**Record set**
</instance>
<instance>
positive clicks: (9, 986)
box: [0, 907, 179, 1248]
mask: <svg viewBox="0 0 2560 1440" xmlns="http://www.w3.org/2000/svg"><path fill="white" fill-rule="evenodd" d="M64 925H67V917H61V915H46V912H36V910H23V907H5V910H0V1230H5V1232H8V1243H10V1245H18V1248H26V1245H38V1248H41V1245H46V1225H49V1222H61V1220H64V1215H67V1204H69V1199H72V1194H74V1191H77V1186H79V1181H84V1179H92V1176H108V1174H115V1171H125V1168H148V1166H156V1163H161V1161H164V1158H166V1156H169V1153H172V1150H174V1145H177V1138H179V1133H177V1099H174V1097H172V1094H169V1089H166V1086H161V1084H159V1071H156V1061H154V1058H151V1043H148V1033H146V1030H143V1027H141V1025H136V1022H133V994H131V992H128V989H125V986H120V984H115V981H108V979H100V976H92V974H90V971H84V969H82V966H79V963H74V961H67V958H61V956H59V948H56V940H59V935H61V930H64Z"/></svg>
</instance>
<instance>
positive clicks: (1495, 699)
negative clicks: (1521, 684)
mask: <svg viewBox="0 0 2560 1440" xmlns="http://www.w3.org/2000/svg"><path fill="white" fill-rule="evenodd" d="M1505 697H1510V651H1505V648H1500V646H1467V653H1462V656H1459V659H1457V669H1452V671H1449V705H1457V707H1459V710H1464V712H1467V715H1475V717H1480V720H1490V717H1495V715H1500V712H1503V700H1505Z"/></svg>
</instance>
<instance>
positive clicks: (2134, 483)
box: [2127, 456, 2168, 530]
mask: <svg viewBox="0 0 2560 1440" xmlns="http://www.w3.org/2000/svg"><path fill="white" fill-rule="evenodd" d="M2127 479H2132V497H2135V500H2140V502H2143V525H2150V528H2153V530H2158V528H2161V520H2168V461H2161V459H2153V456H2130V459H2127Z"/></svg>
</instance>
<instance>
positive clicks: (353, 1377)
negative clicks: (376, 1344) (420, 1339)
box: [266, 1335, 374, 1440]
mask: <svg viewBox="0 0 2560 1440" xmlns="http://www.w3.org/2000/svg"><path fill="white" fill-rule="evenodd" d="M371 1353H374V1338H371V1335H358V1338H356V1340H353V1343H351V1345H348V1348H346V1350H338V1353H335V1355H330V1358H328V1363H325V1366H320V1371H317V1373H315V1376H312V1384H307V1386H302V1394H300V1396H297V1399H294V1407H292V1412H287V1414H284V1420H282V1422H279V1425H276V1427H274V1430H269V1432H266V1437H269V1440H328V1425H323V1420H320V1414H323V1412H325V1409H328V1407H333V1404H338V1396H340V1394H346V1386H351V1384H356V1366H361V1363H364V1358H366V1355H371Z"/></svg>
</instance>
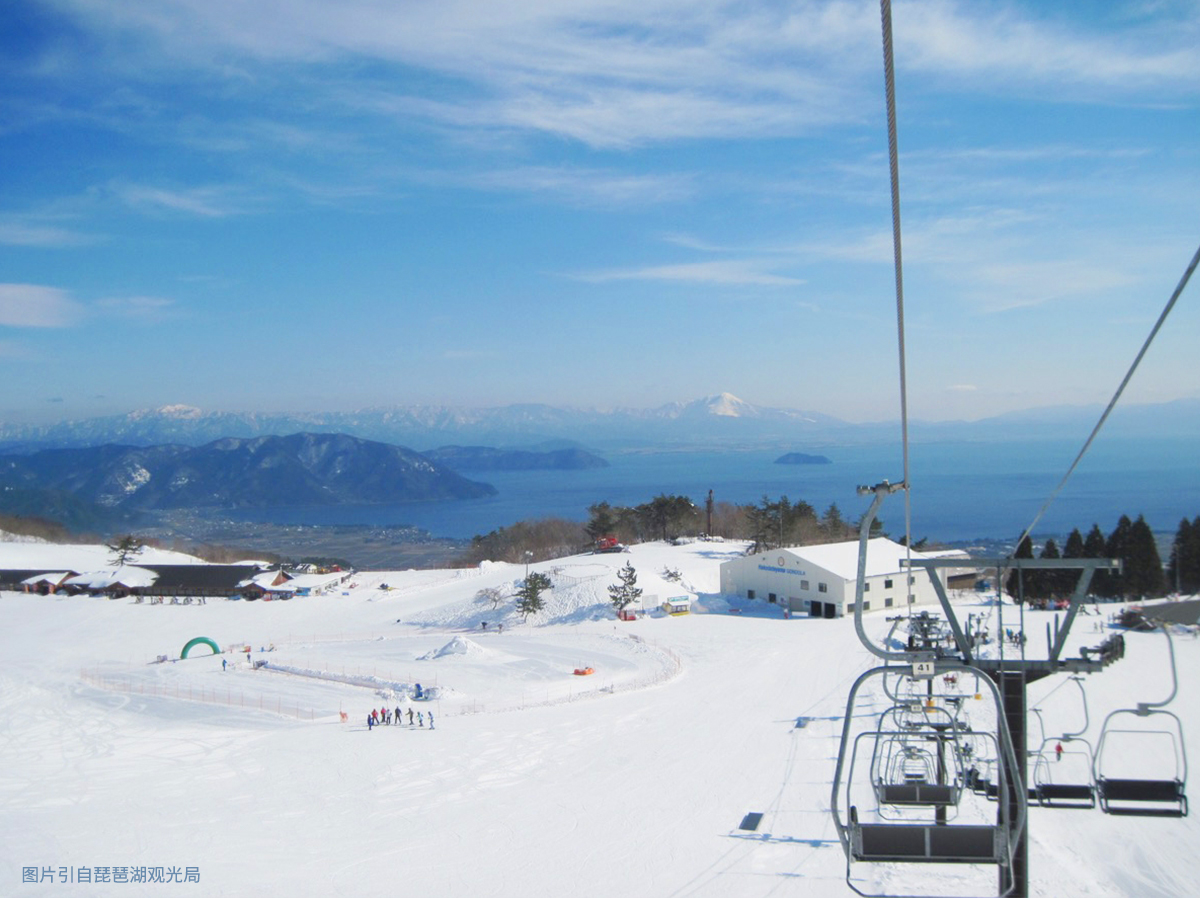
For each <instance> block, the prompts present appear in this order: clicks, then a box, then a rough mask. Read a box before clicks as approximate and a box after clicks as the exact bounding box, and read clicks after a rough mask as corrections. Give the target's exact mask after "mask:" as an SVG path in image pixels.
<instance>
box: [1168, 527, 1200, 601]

**Assigned task**
Could you return all the entries exactly as they appear, minus the pictures?

**Answer space**
</instance>
<instance>
positive clicks: (9, 986)
box: [0, 907, 179, 1248]
mask: <svg viewBox="0 0 2560 1440" xmlns="http://www.w3.org/2000/svg"><path fill="white" fill-rule="evenodd" d="M64 925H67V917H61V915H46V912H36V910H23V907H5V910H0V1230H5V1232H8V1243H10V1245H18V1248H26V1245H38V1248H41V1245H46V1225H49V1222H61V1220H64V1215H67V1204H69V1199H72V1194H74V1191H77V1186H79V1181H84V1179H92V1176H108V1174H115V1171H125V1168H148V1166H156V1163H161V1161H164V1158H166V1156H169V1153H172V1150H174V1145H177V1138H179V1133H177V1099H174V1097H172V1094H169V1089H166V1086H161V1084H159V1071H156V1061H154V1058H151V1043H148V1033H146V1030H143V1027H141V1025H136V1022H133V994H131V992H128V989H125V986H120V984H115V981H108V979H100V976H92V974H90V971H84V969H82V966H79V963H74V961H67V958H61V956H59V948H56V940H59V935H61V930H64Z"/></svg>
</instance>
<instance>
positive clicks: (1495, 699)
negative clicks: (1521, 684)
mask: <svg viewBox="0 0 2560 1440" xmlns="http://www.w3.org/2000/svg"><path fill="white" fill-rule="evenodd" d="M1505 697H1510V651H1505V648H1500V646H1467V653H1462V656H1459V659H1457V669H1452V671H1449V705H1457V707H1459V710H1464V712H1467V715H1475V717H1480V720H1490V717H1495V715H1500V712H1503V700H1505Z"/></svg>
</instance>
<instance>
positive clicks: (2134, 483)
box: [2127, 456, 2168, 530]
mask: <svg viewBox="0 0 2560 1440" xmlns="http://www.w3.org/2000/svg"><path fill="white" fill-rule="evenodd" d="M2127 479H2132V497H2135V500H2140V502H2143V525H2150V528H2153V530H2158V528H2161V520H2168V461H2161V459H2153V456H2130V459H2127Z"/></svg>
</instance>
<instance>
positive clicks: (353, 1377)
negative clicks: (376, 1344) (420, 1339)
box: [266, 1335, 374, 1440]
mask: <svg viewBox="0 0 2560 1440" xmlns="http://www.w3.org/2000/svg"><path fill="white" fill-rule="evenodd" d="M371 1353H374V1338H371V1335H358V1338H356V1340H353V1343H351V1345H348V1348H346V1350H338V1353H335V1355H330V1358H328V1363H325V1366H320V1371H317V1373H315V1376H312V1384H307V1386H302V1394H300V1396H297V1399H294V1407H292V1412H287V1414H284V1420H282V1422H279V1425H276V1427H274V1430H269V1432H266V1437H269V1440H328V1425H323V1420H320V1414H323V1412H325V1409H328V1407H333V1404H338V1396H340V1394H346V1386H351V1384H356V1366H361V1363H364V1358H366V1355H371Z"/></svg>
</instance>
For each <instance> block, the prompts present appear in this order: clicks, then a box, then a rough mask. Read a box before clicks as approximate and a box after clicks as the exact bounding box, and read clicks after a rough mask as corrections. Give the target's exact mask after "mask:" as an SVG path in image pixels.
<instance>
box: [1168, 527, 1200, 601]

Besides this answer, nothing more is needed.